-- BEGIN --

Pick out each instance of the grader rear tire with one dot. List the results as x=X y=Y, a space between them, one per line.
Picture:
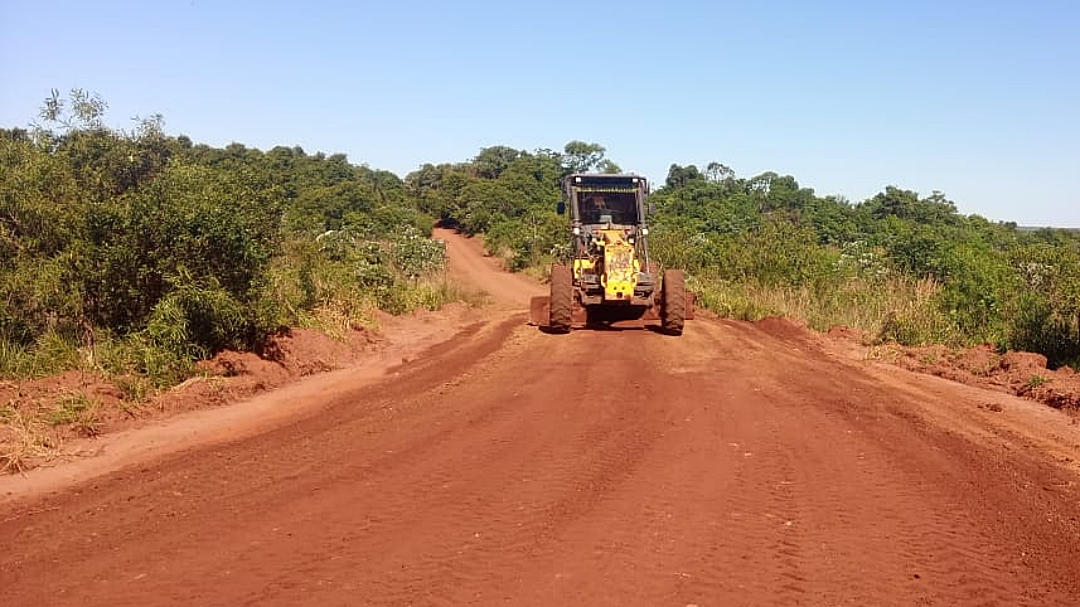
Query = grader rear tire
x=562 y=298
x=673 y=302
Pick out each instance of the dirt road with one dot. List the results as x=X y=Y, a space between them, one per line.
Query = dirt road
x=738 y=464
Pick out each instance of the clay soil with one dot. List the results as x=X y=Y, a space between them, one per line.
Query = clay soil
x=738 y=464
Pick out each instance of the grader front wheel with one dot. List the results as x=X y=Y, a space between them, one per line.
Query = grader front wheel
x=562 y=298
x=673 y=302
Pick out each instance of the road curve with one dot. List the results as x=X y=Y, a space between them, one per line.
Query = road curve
x=738 y=464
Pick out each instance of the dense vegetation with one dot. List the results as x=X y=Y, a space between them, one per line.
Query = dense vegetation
x=900 y=266
x=135 y=253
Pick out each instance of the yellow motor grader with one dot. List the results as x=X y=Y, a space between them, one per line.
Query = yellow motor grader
x=610 y=277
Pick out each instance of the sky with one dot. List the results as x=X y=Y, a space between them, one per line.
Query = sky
x=976 y=99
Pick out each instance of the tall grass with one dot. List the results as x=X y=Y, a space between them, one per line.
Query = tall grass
x=900 y=309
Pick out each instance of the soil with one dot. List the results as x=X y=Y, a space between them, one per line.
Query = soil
x=1023 y=374
x=740 y=463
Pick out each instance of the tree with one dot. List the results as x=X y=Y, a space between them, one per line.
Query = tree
x=680 y=176
x=581 y=157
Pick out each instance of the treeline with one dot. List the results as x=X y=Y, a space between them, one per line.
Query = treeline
x=900 y=266
x=137 y=252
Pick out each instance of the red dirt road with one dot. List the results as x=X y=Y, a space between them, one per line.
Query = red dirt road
x=738 y=464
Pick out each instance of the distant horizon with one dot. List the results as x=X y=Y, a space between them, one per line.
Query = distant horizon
x=974 y=100
x=656 y=181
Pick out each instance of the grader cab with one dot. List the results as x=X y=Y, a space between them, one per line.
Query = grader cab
x=610 y=277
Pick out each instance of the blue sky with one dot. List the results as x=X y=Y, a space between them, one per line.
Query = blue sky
x=976 y=99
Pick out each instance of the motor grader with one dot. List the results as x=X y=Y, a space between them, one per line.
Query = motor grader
x=609 y=277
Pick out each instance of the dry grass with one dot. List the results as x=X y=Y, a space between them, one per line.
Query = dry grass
x=24 y=441
x=903 y=310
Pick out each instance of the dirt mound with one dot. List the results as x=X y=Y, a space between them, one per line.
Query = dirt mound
x=40 y=416
x=1024 y=374
x=784 y=329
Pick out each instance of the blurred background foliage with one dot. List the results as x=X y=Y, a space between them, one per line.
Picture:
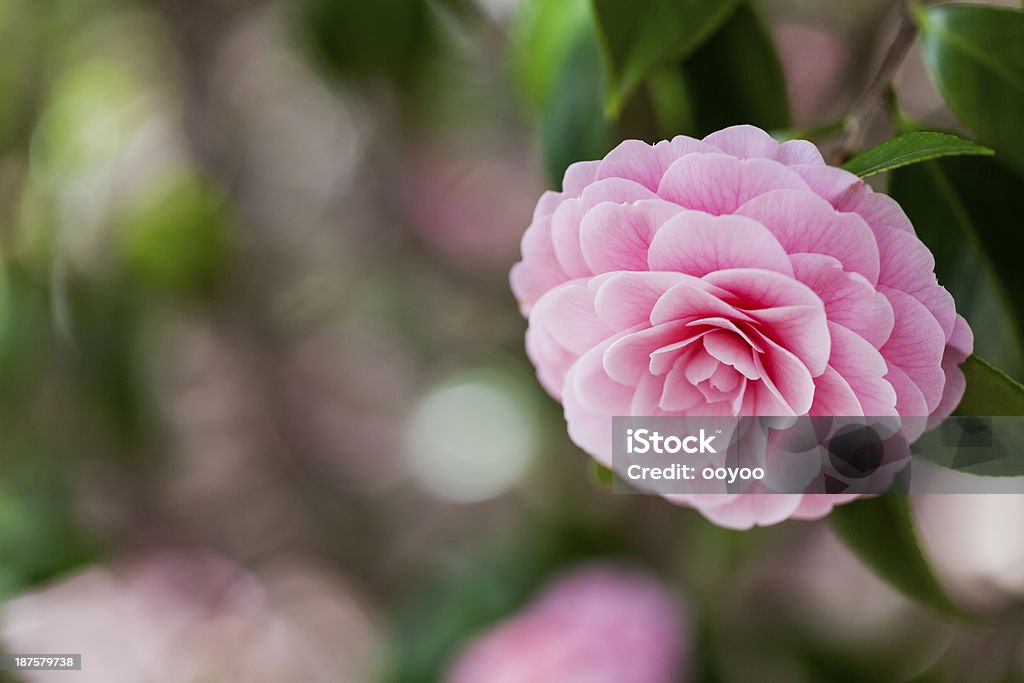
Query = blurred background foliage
x=255 y=257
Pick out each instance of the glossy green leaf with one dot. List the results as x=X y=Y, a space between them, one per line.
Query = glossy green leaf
x=636 y=36
x=742 y=55
x=574 y=127
x=968 y=210
x=989 y=390
x=881 y=531
x=975 y=54
x=910 y=148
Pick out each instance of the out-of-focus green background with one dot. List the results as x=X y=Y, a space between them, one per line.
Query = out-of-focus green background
x=255 y=322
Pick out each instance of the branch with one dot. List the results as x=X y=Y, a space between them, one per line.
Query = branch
x=868 y=100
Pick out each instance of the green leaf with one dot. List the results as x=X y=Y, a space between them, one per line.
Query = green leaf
x=574 y=127
x=975 y=54
x=881 y=531
x=735 y=77
x=968 y=210
x=636 y=36
x=910 y=148
x=989 y=390
x=359 y=38
x=542 y=36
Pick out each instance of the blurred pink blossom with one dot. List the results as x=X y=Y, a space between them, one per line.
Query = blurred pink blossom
x=601 y=624
x=733 y=275
x=814 y=61
x=192 y=619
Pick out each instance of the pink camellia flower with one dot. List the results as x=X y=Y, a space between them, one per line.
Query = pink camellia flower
x=601 y=624
x=733 y=275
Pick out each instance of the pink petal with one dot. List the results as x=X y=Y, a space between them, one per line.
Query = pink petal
x=850 y=300
x=862 y=367
x=785 y=309
x=952 y=390
x=648 y=394
x=744 y=141
x=794 y=153
x=626 y=299
x=786 y=378
x=690 y=300
x=539 y=270
x=589 y=430
x=615 y=237
x=646 y=164
x=566 y=312
x=878 y=209
x=594 y=389
x=697 y=244
x=730 y=349
x=916 y=345
x=816 y=506
x=961 y=342
x=678 y=393
x=550 y=358
x=907 y=265
x=719 y=183
x=629 y=357
x=578 y=176
x=700 y=367
x=749 y=510
x=833 y=395
x=565 y=221
x=806 y=223
x=836 y=185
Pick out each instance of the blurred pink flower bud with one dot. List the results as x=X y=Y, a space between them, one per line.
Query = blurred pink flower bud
x=597 y=625
x=733 y=275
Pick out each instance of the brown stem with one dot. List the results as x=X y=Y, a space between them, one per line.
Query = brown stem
x=865 y=104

-- END --

• **Set exercise**
Present every line of the data above as a numbered list, leaving out blank lines and the pictures.

• **Output of the exercise**
1. Pick out each instance of the grader rear tire with one dot. List the results as x=X y=Y, a space between them, one per line.
2. Picture:
3. Query = grader rear tire
4. x=562 y=298
5. x=673 y=302
6. Pick out each instance of the dirt road with one dot. List the results as x=X y=Y, a space between them, one per line.
7. Query = dirt road
8. x=738 y=464
9. Pick out each instance of the clay soil with one dot. List the results as x=X y=Y, a space between them, one per line.
10. Query = clay soil
11. x=738 y=464
12. Pick out each instance of the grader front wheel with one dot. List the results as x=X y=Y, a space between them, one per line.
13. Query = grader front wheel
14. x=562 y=298
15. x=673 y=302
16. Pick out each instance of the road curve with one dot. List the results as x=X y=Y, a space between them, one per line.
17. Query = road curve
18. x=738 y=464
19. Pick out each instance of the dense vegetation with one dot. List the results as x=X y=Y, a space between them, one per line.
20. Query = dense vegetation
21. x=900 y=266
22. x=135 y=253
23. Pick out each instance of the yellow motor grader with one dot. List the results as x=X y=Y, a space between them, one per line.
24. Query = yellow motor grader
25. x=610 y=277
26. Pick out each instance of the sky with one dot. List the results as x=X y=Y, a space between them, one per line.
27. Query = sky
28. x=976 y=99
29. Pick out each instance of the tall grass with one dot. List the results as x=X y=Y, a space between them, one per line.
30. Query = tall grass
31. x=900 y=309
32. Pick out each instance of the soil with one dot. List the results as x=X y=Y, a space between them, one per line.
33. Query = soil
34. x=1023 y=374
35. x=740 y=463
36. Pick out each instance of the tree with one dot. List the results as x=X y=Y, a space between them, one per line.
37. Query = tree
38. x=680 y=176
39. x=581 y=157
40. Pick out each instance of the treeline with one dot. List the results as x=X y=Y, a space between them, one per line.
41. Query = treeline
42. x=900 y=266
43. x=137 y=252
44. Pick out each instance of the red dirt road with one dot. List the results as x=X y=Y, a space between them, one per line.
45. Query = red dirt road
46. x=738 y=464
47. Pick out each instance of the distant horizon with one dot. List the results as x=X y=Y, a space between them, one per line.
48. Query = distant horizon
49. x=974 y=100
50. x=656 y=181
51. Pick out each instance of the grader cab with one dot. List the results as x=X y=Y, a space between them, one per line.
52. Query = grader cab
53. x=610 y=277
54. Pick out each instance of the blue sky with one dot. List the results as x=X y=Y, a space between them, one per line.
55. Query = blue sky
56. x=976 y=99
57. Pick out each instance of the motor grader with one dot. List the results as x=X y=Y, a space between them, one per line.
58. Query = motor grader
59. x=609 y=277
60. Pick out each instance of the dry grass with one dot. List the results as x=X y=Y, a space between them, one per line.
61. Query = dry grass
62. x=24 y=441
63. x=903 y=310
64. Pick out each instance of the dirt mound with one dot. List the results as x=X y=Y, a space between them, one per line.
65. Query = dirt mound
66. x=40 y=416
67. x=1024 y=374
68. x=784 y=329
69. Pick out each instance of the blurred background foliage with one dot. List the results as x=X y=Y, a space between them, one per line.
70. Picture:
71. Query = blurred background foliage
72. x=255 y=257
73. Pick out each instance of the glossy green leaf with one dot. List the results as x=X y=Y, a space between them, one per line.
74. Query = glossy green leaf
75. x=636 y=36
76. x=742 y=55
77. x=574 y=127
78. x=968 y=210
79. x=989 y=390
80. x=881 y=531
81. x=975 y=54
82. x=910 y=148
83. Pick out each instance of the out-of-focus green background with one dot. List the results as x=X y=Y, a space between them, one per line.
84. Query = out-of-focus green background
85. x=255 y=322
86. Pick out each instance of the branch with one dot. List the results as x=X y=Y, a space between them, one per line.
87. Query = branch
88. x=868 y=100
89. Pick out each instance of the green leaf with one dot. List the results as x=X y=Y, a space between them, one per line.
90. Query = green leaf
91. x=574 y=127
92. x=975 y=54
93. x=881 y=531
94. x=735 y=77
95. x=968 y=210
96. x=636 y=36
97. x=910 y=148
98. x=989 y=390
99. x=359 y=38
100. x=542 y=36
101. Pick out each instance of the blurred pink blossom with one dot. List the results as x=X y=Y, a space between them, one per line.
102. Query = blurred pink blossom
103. x=601 y=624
104. x=733 y=275
105. x=814 y=61
106. x=192 y=619
107. Pick out each instance of the pink camellia flower with one dot. List the results as x=X y=Y, a space between them, one per line.
108. Query = pink camellia flower
109. x=601 y=624
110. x=733 y=275
111. Pick out each instance of the pink petal with one dot. List the results as x=X y=Y, a space between them, one per line.
112. Query = pink petal
113. x=850 y=300
114. x=862 y=367
115. x=785 y=309
116. x=952 y=390
117. x=648 y=394
118. x=744 y=141
119. x=794 y=153
120. x=626 y=299
121. x=786 y=378
122. x=690 y=300
123. x=539 y=270
124. x=589 y=430
125. x=615 y=237
126. x=646 y=164
127. x=566 y=312
128. x=878 y=209
129. x=594 y=389
130. x=697 y=244
131. x=730 y=349
132. x=916 y=345
133. x=816 y=506
134. x=961 y=342
135. x=678 y=393
136. x=550 y=358
137. x=907 y=265
138. x=719 y=183
139. x=629 y=357
140. x=578 y=176
141. x=700 y=367
142. x=749 y=510
143. x=833 y=395
144. x=565 y=221
145. x=806 y=223
146. x=836 y=185
147. Pick out each instance of the blurred pink flower bud with one dot. List the results as x=X y=Y, a space between them, one per line.
148. Query = blurred pink flower bud
149. x=597 y=625
150. x=733 y=275
151. Pick out each instance of the brown stem with one dot. List the results as x=X y=Y, a space between them, one per line.
152. Query = brown stem
153. x=865 y=104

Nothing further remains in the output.